İLHAM
“Allah tarafından feyiz yoluyla kalbe akıtılan mânâ.”
“Düşünmeye dayanmaksızın kalbe doğan ilim.”
İlham: Lügat mânâsıyla, bir şeyi bir defada yutmak. Istılahta ise: Cenâb-ı Hakk’ın, kulunun kalbine bir mânâyı ilka etmesi, akıtması, lütfetmesi...
İlham: Sahiline hiçbir hayâlin ulaşamayacağı uçsuz bucaksız umman. Derinliğine hiçbir aklın eremeyeceği sonu gelmez sema...
Vahiy, Allah’ın Kelâm sıfatının en ulvî tezahürü. İlham ise en geniş tecellisi.
Bu teveccühten en büyük payı melâike âlemi alıyor. Sadece sonsuz demekle sayısına bir derece yanaştığımız bu bilinmezler âlemi, bütün vazifelerini ilhamla görüyorlar.
Güneşin aralıksız ışık vermesi, dünyanın durmadan dönmesi gibi, bir melek de kendisine verilen vazifeyi bir an terketmeksizin yapar. Vazifesi tesbihse daima tesbih eder, tekbirse tekbir, tefekkürse tefekkür... Bu vazifelerde sekte düşünülemez. Aynı vazifeler insana da yüklenmiş ama daimî değil. Öyleyse insan bu vazifelere kendi iradesiyle ne kadar vakit ayırabilirse o kadar melekleşmiş olur.
İlhama daima mazhar olmak bir yönüyle insan için de söz konusu...
Şems Sûresinde şöyle buyurulur:
“Sonra da ona (nefse) hem kötülüğü, hem (ondan) sakınmayı ilham edene (kasem olsun ki)...” (Şems Sûresi, 8)
Her nefis, şerrin, fıskın, edepsizliğin kötü olduğunu ilhamen bilir. Ve yine her nefse hayrın, sevabın, ahlâkın güzelliği de ilham edilmiştir. Günahlar bu ilhamı perdeler; takva ve salih amel ise artırır. Kâmil mü’minlerde bu ilham, gerek Kur’an-ı Kerim’deki, gerekse kâinat kitabındaki bir çok esrarın keşfine sebep olur.

* [Amaç]: İlham metninin "İlhama daima mazhar" ile başlayıp "(Şems Sûresi, 8)" ifadesine kadar süren bölümünü yeniden yazın ve bu bölümde "kötülüğü" kelimesini "fenalığı" olarak değiştirin.

* [Girdiler]:
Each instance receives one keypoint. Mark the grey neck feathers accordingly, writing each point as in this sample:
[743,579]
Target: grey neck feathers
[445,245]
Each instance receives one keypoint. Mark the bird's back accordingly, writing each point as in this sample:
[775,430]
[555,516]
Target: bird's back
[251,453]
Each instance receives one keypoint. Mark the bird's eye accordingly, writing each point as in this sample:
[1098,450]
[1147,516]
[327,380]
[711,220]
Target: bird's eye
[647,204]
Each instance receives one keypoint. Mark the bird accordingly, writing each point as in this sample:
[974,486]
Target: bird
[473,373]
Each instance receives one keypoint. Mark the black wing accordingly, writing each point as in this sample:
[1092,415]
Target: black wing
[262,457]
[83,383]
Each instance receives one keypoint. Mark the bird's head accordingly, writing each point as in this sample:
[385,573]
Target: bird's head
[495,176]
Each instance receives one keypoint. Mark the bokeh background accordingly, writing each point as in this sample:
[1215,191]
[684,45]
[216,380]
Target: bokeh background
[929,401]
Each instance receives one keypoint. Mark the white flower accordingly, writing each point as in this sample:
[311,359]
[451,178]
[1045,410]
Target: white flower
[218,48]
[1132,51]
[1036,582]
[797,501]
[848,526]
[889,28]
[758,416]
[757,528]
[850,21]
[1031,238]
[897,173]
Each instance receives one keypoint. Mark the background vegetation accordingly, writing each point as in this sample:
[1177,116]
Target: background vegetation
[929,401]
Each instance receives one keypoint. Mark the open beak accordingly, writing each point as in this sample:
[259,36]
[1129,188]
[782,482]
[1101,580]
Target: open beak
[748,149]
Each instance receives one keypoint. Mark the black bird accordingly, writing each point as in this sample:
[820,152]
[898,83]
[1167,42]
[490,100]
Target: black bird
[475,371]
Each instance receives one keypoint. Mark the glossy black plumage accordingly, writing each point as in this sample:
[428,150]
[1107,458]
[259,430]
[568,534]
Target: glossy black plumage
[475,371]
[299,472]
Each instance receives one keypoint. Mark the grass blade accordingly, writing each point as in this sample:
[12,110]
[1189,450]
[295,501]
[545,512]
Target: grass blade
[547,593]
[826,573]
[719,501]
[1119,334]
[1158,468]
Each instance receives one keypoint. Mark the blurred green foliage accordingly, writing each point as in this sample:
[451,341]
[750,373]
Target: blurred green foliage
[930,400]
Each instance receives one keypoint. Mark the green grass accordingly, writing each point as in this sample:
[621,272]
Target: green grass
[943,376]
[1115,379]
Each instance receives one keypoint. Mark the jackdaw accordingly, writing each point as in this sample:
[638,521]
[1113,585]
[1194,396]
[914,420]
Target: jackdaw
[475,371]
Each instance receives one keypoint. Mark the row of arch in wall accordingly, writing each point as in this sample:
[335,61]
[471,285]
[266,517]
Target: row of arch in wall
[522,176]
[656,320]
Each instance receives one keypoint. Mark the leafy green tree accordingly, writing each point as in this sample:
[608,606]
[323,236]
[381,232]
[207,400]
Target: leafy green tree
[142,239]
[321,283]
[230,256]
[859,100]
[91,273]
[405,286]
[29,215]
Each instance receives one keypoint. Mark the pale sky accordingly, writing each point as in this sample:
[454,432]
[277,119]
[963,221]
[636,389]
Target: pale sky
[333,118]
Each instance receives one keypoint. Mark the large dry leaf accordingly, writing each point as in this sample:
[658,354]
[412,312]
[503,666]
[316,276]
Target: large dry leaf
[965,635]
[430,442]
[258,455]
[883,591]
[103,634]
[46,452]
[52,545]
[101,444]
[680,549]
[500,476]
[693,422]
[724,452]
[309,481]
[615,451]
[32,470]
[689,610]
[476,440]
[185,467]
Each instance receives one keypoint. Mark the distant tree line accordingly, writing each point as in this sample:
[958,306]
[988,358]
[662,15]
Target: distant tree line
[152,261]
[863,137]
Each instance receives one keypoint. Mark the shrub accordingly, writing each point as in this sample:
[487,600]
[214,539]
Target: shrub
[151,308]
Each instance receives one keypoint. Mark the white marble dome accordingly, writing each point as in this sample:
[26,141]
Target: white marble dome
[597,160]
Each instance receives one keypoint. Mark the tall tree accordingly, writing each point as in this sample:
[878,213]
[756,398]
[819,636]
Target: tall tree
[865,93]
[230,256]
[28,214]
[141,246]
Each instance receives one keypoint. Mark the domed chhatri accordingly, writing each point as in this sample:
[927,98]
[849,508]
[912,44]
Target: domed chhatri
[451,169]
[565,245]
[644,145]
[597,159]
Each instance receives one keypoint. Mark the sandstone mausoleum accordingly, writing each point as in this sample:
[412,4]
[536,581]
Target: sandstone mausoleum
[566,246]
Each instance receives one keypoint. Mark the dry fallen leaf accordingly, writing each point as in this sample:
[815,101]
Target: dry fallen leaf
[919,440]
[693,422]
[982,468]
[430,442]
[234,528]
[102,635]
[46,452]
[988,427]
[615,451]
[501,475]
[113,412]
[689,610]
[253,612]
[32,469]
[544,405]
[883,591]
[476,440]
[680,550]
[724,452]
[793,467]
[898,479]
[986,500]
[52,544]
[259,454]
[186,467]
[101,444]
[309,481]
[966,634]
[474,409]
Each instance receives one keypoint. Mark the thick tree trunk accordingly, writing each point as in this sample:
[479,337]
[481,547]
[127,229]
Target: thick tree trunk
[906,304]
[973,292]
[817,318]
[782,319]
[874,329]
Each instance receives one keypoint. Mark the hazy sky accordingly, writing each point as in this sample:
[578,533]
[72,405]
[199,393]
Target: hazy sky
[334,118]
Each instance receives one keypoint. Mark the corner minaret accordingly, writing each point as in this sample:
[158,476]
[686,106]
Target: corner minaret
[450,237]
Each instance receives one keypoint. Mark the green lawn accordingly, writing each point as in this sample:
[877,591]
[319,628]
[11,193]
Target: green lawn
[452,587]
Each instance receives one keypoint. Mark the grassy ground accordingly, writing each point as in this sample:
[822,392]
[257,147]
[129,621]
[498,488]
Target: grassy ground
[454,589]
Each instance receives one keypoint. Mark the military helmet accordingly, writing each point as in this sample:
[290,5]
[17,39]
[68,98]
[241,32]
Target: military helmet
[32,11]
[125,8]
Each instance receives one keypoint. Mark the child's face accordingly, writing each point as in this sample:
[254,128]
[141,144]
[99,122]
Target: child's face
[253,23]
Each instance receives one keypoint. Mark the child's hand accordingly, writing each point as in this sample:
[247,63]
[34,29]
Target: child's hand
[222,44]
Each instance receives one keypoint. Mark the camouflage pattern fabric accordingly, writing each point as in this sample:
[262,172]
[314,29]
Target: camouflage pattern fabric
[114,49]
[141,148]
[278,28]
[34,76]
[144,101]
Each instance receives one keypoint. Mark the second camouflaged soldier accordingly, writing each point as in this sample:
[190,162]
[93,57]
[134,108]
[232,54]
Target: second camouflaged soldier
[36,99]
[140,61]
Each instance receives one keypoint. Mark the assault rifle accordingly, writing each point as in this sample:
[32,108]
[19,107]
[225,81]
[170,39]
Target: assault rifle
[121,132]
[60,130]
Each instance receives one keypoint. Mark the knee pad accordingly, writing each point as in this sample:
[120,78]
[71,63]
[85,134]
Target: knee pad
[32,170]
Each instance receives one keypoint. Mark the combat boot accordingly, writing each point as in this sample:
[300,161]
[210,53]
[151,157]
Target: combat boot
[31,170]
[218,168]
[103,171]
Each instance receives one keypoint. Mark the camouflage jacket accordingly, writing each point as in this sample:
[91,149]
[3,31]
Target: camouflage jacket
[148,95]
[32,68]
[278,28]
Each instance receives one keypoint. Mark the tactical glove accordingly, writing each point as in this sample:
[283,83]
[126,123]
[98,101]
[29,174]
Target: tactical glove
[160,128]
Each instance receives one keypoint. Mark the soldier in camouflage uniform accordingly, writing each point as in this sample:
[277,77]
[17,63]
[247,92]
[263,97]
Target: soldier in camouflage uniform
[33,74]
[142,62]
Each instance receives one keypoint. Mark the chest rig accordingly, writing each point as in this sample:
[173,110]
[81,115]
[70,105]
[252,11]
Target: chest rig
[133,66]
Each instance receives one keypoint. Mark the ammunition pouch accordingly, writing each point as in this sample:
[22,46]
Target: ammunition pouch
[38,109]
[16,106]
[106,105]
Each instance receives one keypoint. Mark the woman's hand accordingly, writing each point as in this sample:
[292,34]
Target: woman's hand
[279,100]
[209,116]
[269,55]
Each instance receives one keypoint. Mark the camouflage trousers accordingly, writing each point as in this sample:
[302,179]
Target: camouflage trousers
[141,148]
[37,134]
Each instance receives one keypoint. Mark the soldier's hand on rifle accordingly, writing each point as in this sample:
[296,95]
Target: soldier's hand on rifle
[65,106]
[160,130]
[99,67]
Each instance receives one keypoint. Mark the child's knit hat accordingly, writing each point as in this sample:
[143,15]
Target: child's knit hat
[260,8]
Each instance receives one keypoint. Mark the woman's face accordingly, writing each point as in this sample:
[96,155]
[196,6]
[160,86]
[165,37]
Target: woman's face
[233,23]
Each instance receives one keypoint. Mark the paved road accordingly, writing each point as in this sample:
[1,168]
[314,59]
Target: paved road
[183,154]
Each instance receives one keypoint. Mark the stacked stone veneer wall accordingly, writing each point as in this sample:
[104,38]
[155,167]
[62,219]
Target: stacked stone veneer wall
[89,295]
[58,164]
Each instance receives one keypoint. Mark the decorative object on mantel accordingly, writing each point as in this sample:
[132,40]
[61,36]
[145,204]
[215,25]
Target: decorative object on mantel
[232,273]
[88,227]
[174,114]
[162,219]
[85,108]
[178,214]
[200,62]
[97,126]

* [Tamamlanan Görev]:
İlhama daima mazhar olmak bir yönüyle insan için de söz konusu...
Şems Sûresinde şöyle buyurulur:
“Sonra da ona (nefse) hem fenalığı, hem (ondan) sakınmayı ilham edene (kasem olsun ki)...” (Şems Sûresi, 8)